◆ Data shown:
::::::::::

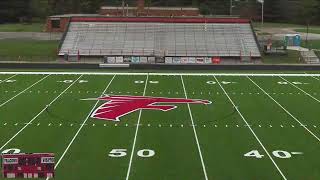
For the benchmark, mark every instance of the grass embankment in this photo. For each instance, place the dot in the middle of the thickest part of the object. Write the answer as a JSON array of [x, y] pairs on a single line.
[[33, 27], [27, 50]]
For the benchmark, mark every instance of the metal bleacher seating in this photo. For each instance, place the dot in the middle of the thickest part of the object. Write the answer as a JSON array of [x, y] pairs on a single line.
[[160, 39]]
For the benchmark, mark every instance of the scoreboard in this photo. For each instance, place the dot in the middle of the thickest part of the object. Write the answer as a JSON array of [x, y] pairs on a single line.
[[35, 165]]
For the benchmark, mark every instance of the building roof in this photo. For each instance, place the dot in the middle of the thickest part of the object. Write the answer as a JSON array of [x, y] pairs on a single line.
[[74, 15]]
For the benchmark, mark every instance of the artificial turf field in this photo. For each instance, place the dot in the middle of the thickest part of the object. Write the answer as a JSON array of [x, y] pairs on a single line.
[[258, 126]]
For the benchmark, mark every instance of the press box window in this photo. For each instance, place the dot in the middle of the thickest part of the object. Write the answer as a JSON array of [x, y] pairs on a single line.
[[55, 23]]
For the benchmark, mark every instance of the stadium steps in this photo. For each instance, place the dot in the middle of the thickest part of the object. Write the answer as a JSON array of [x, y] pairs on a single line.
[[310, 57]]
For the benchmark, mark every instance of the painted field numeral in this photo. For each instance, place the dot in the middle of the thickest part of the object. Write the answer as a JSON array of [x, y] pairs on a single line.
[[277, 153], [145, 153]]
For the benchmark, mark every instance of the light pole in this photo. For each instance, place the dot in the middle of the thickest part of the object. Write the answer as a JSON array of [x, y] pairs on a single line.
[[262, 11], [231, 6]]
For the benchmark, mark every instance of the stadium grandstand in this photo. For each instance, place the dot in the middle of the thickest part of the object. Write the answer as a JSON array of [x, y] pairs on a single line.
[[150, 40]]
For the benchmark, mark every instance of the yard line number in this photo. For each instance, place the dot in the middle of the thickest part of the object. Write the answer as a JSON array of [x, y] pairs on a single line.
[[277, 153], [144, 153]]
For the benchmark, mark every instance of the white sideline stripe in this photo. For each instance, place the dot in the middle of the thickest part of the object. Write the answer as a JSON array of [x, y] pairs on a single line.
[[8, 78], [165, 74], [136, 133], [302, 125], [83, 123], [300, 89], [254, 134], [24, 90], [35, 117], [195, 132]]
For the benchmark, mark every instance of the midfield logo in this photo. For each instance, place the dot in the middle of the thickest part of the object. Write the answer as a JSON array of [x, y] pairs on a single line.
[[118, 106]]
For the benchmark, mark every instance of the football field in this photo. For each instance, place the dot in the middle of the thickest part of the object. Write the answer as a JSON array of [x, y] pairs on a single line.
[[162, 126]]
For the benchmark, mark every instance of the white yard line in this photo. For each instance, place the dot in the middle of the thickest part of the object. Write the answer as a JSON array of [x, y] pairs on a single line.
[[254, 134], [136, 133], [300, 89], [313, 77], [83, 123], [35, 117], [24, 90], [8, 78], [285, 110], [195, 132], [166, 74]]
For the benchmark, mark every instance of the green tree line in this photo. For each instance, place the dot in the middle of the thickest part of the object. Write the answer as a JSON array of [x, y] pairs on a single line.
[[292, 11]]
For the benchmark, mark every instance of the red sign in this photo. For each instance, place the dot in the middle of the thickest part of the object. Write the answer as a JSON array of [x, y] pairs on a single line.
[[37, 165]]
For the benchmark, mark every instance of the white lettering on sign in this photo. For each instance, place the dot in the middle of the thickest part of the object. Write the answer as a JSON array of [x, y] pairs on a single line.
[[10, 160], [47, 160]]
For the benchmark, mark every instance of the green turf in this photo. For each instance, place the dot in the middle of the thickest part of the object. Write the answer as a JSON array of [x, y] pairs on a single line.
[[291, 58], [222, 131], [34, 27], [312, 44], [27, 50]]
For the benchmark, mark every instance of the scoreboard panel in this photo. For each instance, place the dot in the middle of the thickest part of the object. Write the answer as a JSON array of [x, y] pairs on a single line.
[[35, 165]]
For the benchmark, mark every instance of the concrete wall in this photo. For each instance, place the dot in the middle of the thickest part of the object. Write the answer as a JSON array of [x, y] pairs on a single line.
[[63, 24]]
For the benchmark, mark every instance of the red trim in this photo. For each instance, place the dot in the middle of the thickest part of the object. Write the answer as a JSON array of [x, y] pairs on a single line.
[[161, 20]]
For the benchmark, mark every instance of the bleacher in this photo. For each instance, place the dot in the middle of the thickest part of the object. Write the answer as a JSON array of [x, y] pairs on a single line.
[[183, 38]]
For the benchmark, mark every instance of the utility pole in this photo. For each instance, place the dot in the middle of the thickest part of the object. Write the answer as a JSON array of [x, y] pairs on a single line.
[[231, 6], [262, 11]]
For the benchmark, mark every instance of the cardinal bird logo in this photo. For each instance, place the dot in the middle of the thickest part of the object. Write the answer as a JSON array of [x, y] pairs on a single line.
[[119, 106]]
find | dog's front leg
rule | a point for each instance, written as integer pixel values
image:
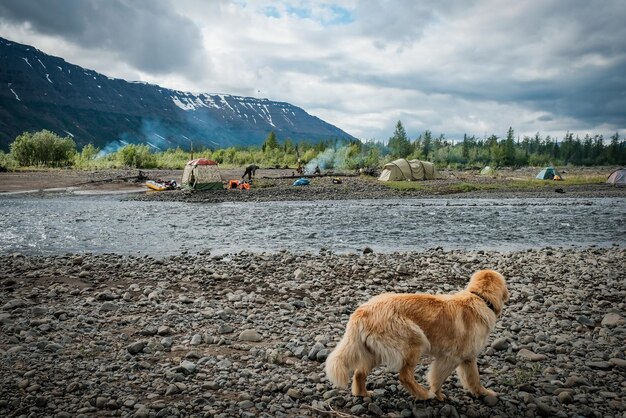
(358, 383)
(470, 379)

::::::::::

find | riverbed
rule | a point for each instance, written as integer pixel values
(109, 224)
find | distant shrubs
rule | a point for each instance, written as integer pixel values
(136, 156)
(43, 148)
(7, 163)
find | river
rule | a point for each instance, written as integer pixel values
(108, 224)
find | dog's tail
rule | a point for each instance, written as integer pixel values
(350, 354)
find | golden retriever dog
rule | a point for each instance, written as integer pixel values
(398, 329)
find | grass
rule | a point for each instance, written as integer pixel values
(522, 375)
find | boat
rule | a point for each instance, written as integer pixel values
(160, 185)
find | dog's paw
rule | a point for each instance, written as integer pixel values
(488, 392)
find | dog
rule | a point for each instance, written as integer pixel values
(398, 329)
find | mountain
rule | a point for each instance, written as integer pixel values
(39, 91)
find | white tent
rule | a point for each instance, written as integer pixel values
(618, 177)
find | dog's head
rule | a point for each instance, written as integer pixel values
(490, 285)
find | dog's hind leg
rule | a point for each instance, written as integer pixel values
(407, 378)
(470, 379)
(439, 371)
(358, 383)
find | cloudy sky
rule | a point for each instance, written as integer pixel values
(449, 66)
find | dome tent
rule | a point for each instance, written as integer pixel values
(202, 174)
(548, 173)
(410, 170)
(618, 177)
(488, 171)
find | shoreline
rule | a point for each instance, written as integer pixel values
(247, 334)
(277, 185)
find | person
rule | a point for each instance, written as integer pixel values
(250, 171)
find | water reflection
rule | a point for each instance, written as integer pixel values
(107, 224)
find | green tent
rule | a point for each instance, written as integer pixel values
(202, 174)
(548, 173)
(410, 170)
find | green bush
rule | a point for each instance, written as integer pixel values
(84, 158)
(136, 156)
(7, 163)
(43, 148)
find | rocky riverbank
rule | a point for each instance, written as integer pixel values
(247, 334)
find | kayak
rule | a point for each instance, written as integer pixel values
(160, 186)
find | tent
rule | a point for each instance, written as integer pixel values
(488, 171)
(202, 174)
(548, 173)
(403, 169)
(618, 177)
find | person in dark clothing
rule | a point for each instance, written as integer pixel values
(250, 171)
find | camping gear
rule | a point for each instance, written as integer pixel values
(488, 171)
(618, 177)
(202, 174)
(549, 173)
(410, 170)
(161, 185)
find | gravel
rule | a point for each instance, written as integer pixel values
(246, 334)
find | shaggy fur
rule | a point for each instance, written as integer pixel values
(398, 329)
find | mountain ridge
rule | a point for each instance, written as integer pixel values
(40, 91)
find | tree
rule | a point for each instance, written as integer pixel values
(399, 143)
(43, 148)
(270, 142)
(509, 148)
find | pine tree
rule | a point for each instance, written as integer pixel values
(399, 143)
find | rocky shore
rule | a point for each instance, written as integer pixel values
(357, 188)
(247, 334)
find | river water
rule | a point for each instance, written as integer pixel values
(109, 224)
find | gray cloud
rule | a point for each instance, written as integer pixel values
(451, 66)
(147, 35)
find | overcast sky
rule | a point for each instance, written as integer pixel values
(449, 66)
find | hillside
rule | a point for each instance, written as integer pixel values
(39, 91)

::::::::::

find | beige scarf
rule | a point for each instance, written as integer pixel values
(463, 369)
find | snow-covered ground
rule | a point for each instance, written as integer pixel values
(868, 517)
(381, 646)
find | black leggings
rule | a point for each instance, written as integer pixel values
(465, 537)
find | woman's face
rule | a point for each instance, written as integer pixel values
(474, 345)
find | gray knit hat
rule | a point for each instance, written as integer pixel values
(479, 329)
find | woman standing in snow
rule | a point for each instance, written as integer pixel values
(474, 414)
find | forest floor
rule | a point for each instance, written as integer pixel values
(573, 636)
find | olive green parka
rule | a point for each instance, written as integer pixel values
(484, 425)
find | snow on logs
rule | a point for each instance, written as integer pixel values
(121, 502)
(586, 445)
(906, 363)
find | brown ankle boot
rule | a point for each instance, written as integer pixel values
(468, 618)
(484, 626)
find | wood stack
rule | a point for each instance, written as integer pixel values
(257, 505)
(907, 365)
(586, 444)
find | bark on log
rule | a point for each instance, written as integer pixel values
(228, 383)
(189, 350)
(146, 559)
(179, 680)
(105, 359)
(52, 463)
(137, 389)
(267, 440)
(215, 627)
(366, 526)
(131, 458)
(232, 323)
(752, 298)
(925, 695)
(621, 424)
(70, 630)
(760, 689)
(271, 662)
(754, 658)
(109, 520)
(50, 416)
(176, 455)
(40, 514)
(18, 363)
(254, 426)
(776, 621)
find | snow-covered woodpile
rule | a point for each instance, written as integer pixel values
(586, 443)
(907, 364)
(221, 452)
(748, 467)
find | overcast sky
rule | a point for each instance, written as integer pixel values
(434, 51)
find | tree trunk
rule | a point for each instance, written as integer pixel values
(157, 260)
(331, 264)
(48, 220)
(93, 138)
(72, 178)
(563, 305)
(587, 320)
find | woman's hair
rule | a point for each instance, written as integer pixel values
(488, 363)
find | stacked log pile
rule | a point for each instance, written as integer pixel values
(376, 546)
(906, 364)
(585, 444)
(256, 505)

::::::::::

◆ Task prompt: Could you render the items as a two-column CSV with the headers item and answer, one row per item, for the part that opens with the line containing "For the benchmark, mark every instance of the grass" and closes with the line containing "[[262, 11], [231, 6]]"? Put each item's text and its answer in their own quoted fields, with line breaks turned into spaces.

◆ Exercise solution:
item,answer
"For the benchmark, mark every instance of the grass embankment in this photo. For each instance, place the dot in the middle of the thickest part of the object. Write the answer as a JSON array of [x, y] pairs on a single line.","[[33, 27], [27, 50]]"
"For the benchmark, mark every instance of the metal bleacher seating in this photo. For each instance, place the dot in the middle of the thickest part of the object. Write the answer as a JSON array of [x, y] pairs on a single line.","[[160, 39]]"
"For the benchmark, mark every instance of the scoreboard in this photo. For each instance, place the dot in the middle of the thickest part of the object. Write the answer as a JSON array of [x, y] pairs on a single line.","[[35, 165]]"
"For the benchmark, mark every instance of the building roof in this photo. For each instance, place the dot in the middle of the thickest part of the object. Write the answer as a JSON array of [x, y] pairs on a single line.","[[74, 15]]"
"For the benchmark, mark every instance of the artificial turf field in this photo. For each instance, place the dot in the middle of the thickest part of the object. Write the answer as a JSON array of [x, y] pairs on a single line.","[[258, 126]]"
"For the benchmark, mark every instance of the press box window in this photo. For each instance, place the dot in the middle of the thickest part of the object. Write the answer as a JSON array of [x, y] pairs on a single line.","[[55, 23]]"
"For the benchmark, mark every instance of the stadium steps in this photo. For each instance, place the dot in the middle of the thickest part of the object. Write the answer as a JSON array of [x, y] pairs on a single line.","[[310, 57]]"
"For the benchmark, mark every instance of the painted field numeral in this photo. For each instance, place the dot in the middle of the thickest part of the object. Write the answer as a JSON array of [x, y] pairs on a single line.","[[277, 153], [145, 153]]"
"For the benchmark, mark every instance of the light pole in this photo. For each instance, place the dot in the middle of the thickest part of the object. Write the answer as a JSON array of [x, y] pairs on a single line.","[[262, 11], [231, 6]]"